We go on to talk briefly about an attempt to sail to Algeria with her partner, which aborted in a storm where they lost some of their gear. Then we settle down to our various tasks, she to checking the racing results, me to checking commercial shipping in Roman Gaul.

As she goes out of the library I check on the spelling of her name again and tell her – if it’s OK with her – that I will write about her here on my blog..

She nods. ‘Ann,' she says. 'Ann Vaudreuil. I used to be called Olga. But that’s a different story…’

********

Monday 22 June 2009

Borrowing Characters from History

It’s heating up down here. The municipal flower beds are blossoming in an entirely different configuration to those at home. Penstemon, lavender, gaura, marigolds, - all subtly planted in an apparently random fashion that mimics the natural wildness of the riverbanks that we saw here earlier this season. A far cry from much brighter, jolly bedding plants packing out the centre of roundabouts at home.

Outside the city in the numerous vineyards the plants in their lines are a hot bright green and the grapes are plumping up under the sheltering leaves. The corn is as high as an elephants knee – it’ll be a while before it reaches his eye… And we’ve actually witnessed the harvesting of a golden field of wheat months before such events back at home.

In the heat, one cool place - in more ways than one - to sit and talk or write is la Place 195de la Marine at the far end of the quayside, past the rather grand cafes bobbing about on their river pontoons. In years gone by this square was where the fishermen would land their catches and they (or their wives) would sell their wares.

But now la Place de la Marine is a dappled open space, lined with plane trees which shade blue tables belonging to a small, elegant cafe called Cafe Capitaine where charming people bring you coffee, wine, or fine food to fuel your thinking, talking and writing

Interestingly, inside the cafe is a very colourful, illuminated picture of a large boat. Before it is a small sailing boat where stand our own sailor adventurers, Nira and Allan and their black dog. (see Nira and Allan)

Even on the hottest day at this end of the quayside, you can rely on cooling offshore breezes, as well as catching the last rays of the sun at the end of the day. I’ve drafted chapters of the new novel here. I’ve watched children play independently in family groups, the big sisters and brothers taking care of the little ones. I’ve watched droves of visitors arriving on their bikes, or off the small ferry that works its way up and down the Herault and stops at this small landing.

The children play around the statue at the centre of the square - a creamy evocation of Aphrodite, spouse of Poseidon, the God of the Sea. She’s wielding a paddle and stands atop a globe of the world. This statue is dedicated to navigators who have set out from this place and sailed the world’s oceans.

### Provided material

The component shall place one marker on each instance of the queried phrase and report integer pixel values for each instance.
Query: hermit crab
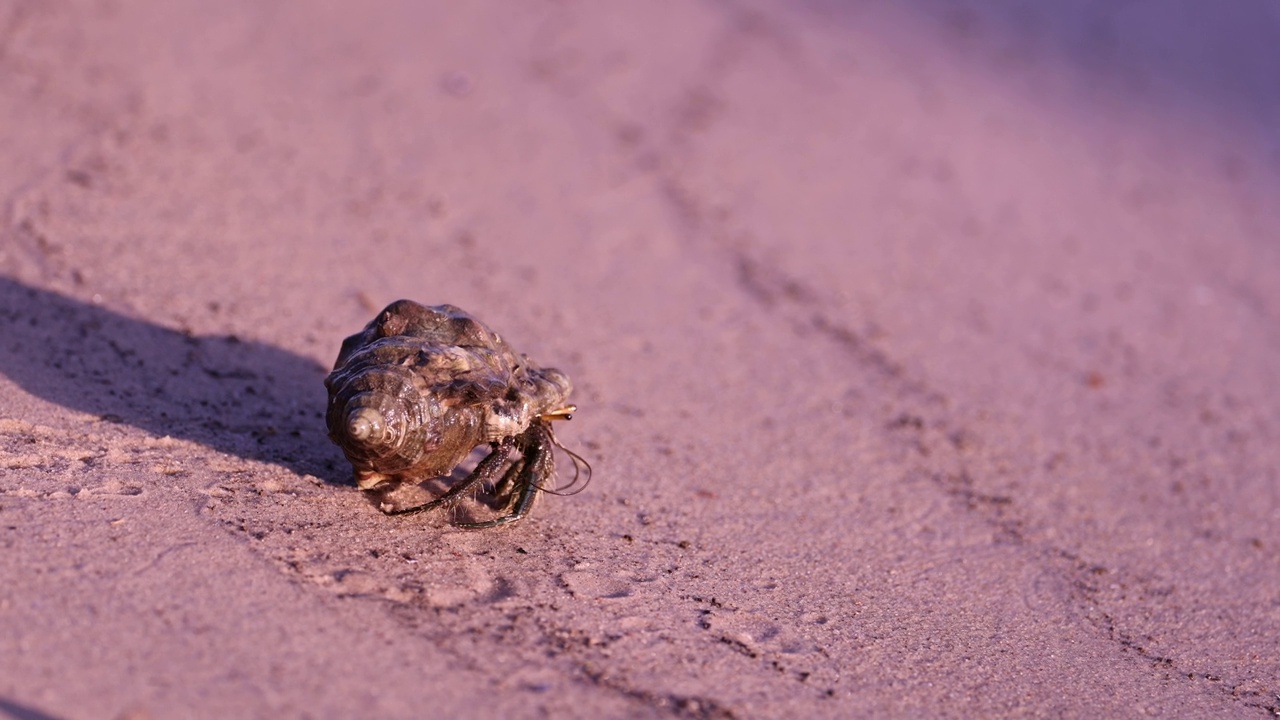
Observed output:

### Task goal
Reproduce the blog passage word for word, starting at "Outside the city" and ending at "back at home.".

### Exercise solution
Outside the city in the numerous vineyards the plants in their lines are a hot bright green and the grapes are plumping up under the sheltering leaves. The corn is as high as an elephants knee – it’ll be a while before it reaches his eye… And we’ve actually witnessed the harvesting of a golden field of wheat months before such events back at home.